In [None]:
!git clone https://github.com/kmasta/Aiffel_DLThon.git

# Baseline Code

## 필요한 라이브러리 임포트

In [None]:
import yaml
import pandas as pd
from transformers import AutoTokenizer, AutoModelForSequenceClassification, Trainer, TrainingArguments, EarlyStoppingCallback, ElectraForSequenceClassification
from sklearn.metrics import f1_score, accuracy_score
from torch.utils.data import Dataset
import torch
import os

from Aiffel_DLThon.pytorch_code.callback.logger import log_message, log_target_distribution, LoggingCallback
from Aiffel_DLThon.pytorch_code.callback.early_stopping import EarlyStopping
from Aiffel_DLThon.pytorch_code.callback.checkpoint import save_model
from Aiffel_DLThon.pytorch_code.callback.save_results import save_submission

## 모델 정보 불러오기

In [None]:
# Load model name
with open("./Aiffel_DLThon/pytorch_code/config/model_name.yaml", "r") as f:
    model_name_config = yaml.safe_load(f)
model_key = model_name_config["model_name"]

# Load full config for that model
with open(f"./Aiffel_DLThon/pytorch_code/config/{model_key}.yaml", "r") as f:
    config = yaml.safe_load(f)

log_message(f"Running experiment: {config['experiment_name']}", config["log_dir"])

## 토크나이저, 모델 구현

In [None]:
from transformers import ElectraPreTrainedModel, ElectraModel
from transformers.modeling_outputs import SequenceClassifierOutput
import torch.nn.functional as F
import torch.nn as nn

class ElectraTwoStageModel(ElectraPreTrainedModel):
    def __init__(self, config):
        super().__init__(config)
        self.electra = ElectraModel(config)
        self.dropout = nn.Dropout(config.hidden_dropout_prob)
        self.stage1_classifier = nn.Linear(config.hidden_size, 2)  # Binary
        self.stage2_classifier = nn.Linear(config.hidden_size, 4)  # Multiclass

        self.init_weights()

    def forward(self, input_ids, attention_mask=None, token_type_ids=None,
            binary_labels=None, multiclass_labels=None):
        outputs = self.electra(
            input_ids=input_ids,
            attention_mask=attention_mask,
            token_type_ids=token_type_ids
        )
        cls_output = self.dropout(outputs.last_hidden_state[:, 0, :])

        # Stage 1: 일반 vs 특수
        stage1_logits = self.stage1_classifier(cls_output)

        # Stage 2: 일반 중 세부 분류
        stage2_logits = self.stage2_classifier(cls_output)

        loss = None
        if binary_labels is not None and multiclass_labels is not None:
            loss_fct = nn.CrossEntropyLoss()
            loss1 = loss_fct(stage1_logits, binary_labels)

            mask = (binary_labels == 0)
            if mask.sum() > 0:
                loss2 = loss_fct(stage2_logits[mask], multiclass_labels[mask])
                loss = loss1 + loss2
            else:
                loss = loss1

        return SequenceClassifierOutput(
            loss=loss,
            logits=stage1_logits
        )

****

■ **과제 목표**:
제시문의 ElectraTwoStageModel 클래스에서 __init__ 메서드가 self에 할당하는 속성 이름을 빠짐없이 나열하십시오. 이어지는 항목들은 이번 작업과 관련이 없습니다.

****

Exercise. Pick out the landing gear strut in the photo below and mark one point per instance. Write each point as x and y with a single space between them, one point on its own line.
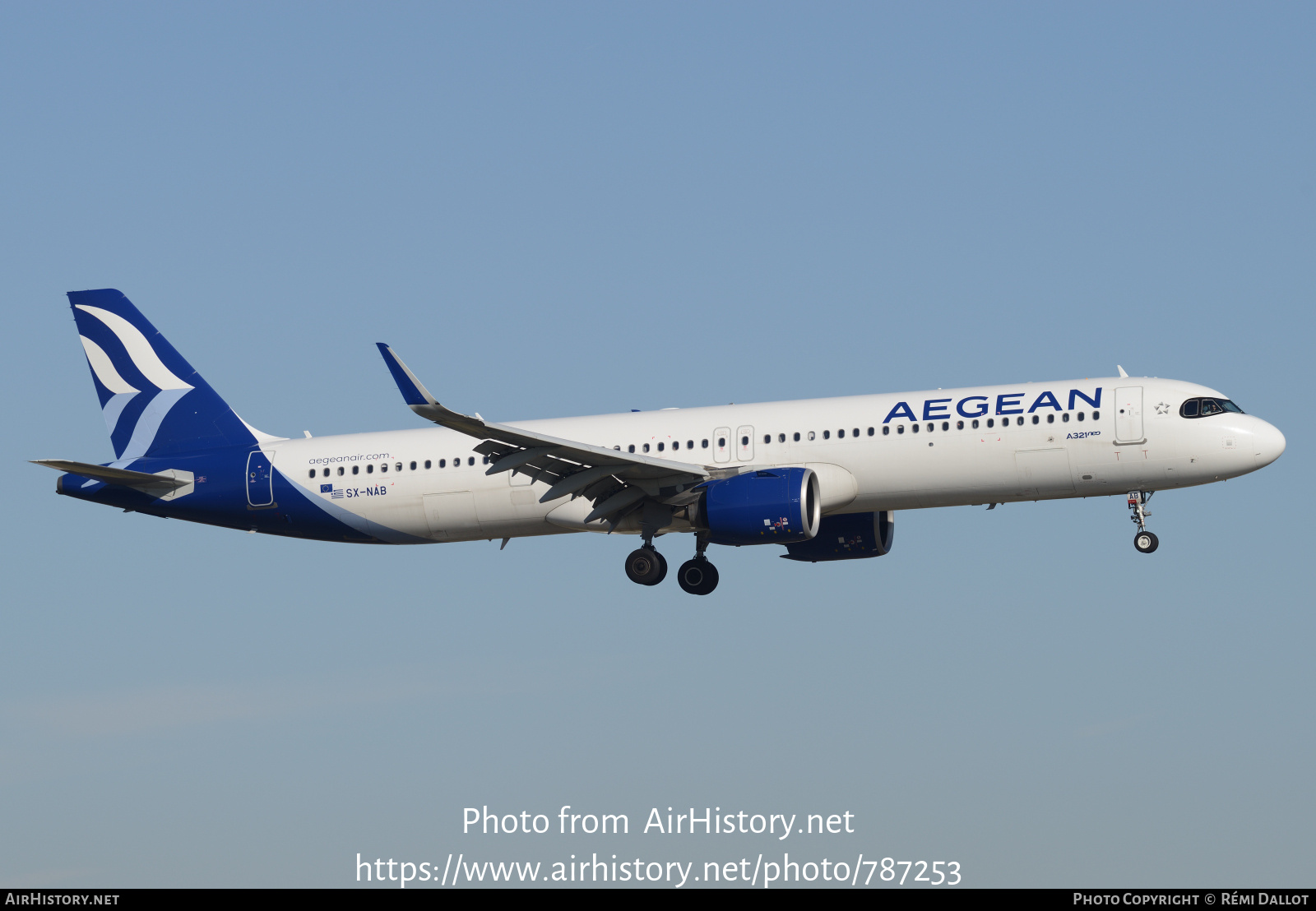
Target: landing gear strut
697 577
1145 541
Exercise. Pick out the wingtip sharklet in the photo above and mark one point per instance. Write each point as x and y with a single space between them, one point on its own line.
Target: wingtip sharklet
414 392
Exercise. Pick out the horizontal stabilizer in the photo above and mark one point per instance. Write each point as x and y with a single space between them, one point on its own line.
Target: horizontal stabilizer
141 481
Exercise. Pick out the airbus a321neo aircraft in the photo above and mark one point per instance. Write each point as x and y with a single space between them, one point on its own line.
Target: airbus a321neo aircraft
822 477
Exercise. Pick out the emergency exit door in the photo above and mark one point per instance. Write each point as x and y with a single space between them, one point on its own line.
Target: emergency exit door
1128 414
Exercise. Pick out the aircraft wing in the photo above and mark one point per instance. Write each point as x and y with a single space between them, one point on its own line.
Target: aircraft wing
615 481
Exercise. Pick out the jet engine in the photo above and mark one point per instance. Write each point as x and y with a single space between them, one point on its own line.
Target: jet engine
780 506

****

■ **과제 답안**:
electra, dropout, stage1_classifier, stage2_classifier